▸ Document passage:
That’s where ARK Invest’s The Bitcoin Monthly comes in. The publication defines itself as “an “earnings report” that details on-chain activity and showcases the openness, transparency, and accessibility of blockchain data.” So, the data we’re about to cover is The Bitcoin Monthly’s reason to be. 

The Bitcoin Monthly: 200-Week Moving Average And Investor Cost Basis

  • “After closing above its 200-week moving average in July,1 bitcoin’s price reversed and slipped below it in August. Currently at $22,680, the 200-week moving average now seems to be resistance.”

The center couldn’t hold. The price’s recovery was short-lived. Markets are red across the board and bitcoin is no exception. At the time of writing, bitcoin trades at $19,874. For those keeping score, that’s just below last cycle’s all-time high of $20K. Something that shouldn’t happen, but a few degrees of error are always understandable.

▸ Short exercise:
Can you resume the passage on bitcoin's 200-week moving average from the point where it stops? The entries have no connection to the text on bitcoin's moving average.

[Data entries]
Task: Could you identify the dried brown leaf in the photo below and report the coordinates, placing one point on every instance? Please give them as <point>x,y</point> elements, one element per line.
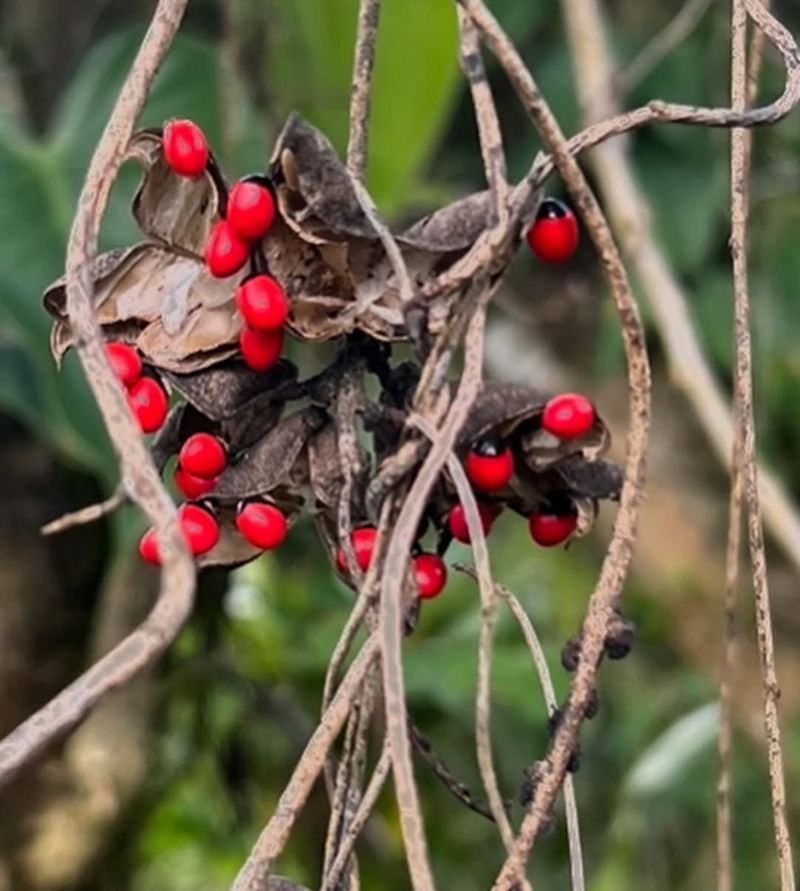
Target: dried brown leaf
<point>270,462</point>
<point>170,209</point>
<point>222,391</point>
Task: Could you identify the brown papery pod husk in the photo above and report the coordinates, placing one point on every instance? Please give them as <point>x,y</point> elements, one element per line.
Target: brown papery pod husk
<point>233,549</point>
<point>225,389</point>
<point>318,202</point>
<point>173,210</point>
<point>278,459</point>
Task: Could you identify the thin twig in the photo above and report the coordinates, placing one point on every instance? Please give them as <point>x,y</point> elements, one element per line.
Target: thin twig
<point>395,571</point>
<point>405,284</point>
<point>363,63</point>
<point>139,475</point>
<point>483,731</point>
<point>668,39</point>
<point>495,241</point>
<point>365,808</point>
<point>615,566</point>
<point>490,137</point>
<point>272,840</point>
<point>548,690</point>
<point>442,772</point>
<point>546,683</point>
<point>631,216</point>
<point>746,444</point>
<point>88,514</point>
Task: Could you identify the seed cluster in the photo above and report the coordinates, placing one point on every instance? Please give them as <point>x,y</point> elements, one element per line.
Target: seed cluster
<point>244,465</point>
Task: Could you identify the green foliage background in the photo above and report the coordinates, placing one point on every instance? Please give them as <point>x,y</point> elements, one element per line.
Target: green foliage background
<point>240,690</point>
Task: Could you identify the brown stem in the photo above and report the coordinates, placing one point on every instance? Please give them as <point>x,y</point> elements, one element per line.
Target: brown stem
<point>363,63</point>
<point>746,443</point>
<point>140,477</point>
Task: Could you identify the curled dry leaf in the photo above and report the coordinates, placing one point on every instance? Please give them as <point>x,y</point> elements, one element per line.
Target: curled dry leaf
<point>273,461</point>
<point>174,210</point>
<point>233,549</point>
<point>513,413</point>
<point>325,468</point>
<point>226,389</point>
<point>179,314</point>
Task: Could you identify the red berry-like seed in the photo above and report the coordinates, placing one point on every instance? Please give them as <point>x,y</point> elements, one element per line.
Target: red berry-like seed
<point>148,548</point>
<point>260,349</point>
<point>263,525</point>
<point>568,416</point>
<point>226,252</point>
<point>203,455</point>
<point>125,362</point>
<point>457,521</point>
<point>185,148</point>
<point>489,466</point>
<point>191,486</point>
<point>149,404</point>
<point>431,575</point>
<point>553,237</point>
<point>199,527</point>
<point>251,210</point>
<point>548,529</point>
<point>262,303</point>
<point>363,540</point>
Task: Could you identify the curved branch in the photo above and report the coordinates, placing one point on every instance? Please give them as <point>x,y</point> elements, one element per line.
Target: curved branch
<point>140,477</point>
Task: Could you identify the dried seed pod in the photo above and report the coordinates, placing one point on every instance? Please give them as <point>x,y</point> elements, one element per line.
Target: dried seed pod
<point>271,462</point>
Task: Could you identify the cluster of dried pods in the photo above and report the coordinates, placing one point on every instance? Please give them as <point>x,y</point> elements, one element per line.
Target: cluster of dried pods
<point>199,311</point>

▸ Right answer:
  • “Bitcoin currently trades above investor cost basis at $19,360, its strongest on-chain support level (…) Importantly, throughout bitcoin’s history, trading at investor price usually marks a bottoming process.”

Times are tough, but bitcoin still trades above investor cost basis. The Bitcoin Monthly clarifies, “Investor price is calculated by subtracting the cost basis of miners from the general cost basis of the market.” As we see it, The Bitcoin Monthly is calling the bottom. They didn’t say it in those exact words, but they certainly insinuated it. 

Is the bottom really in, though?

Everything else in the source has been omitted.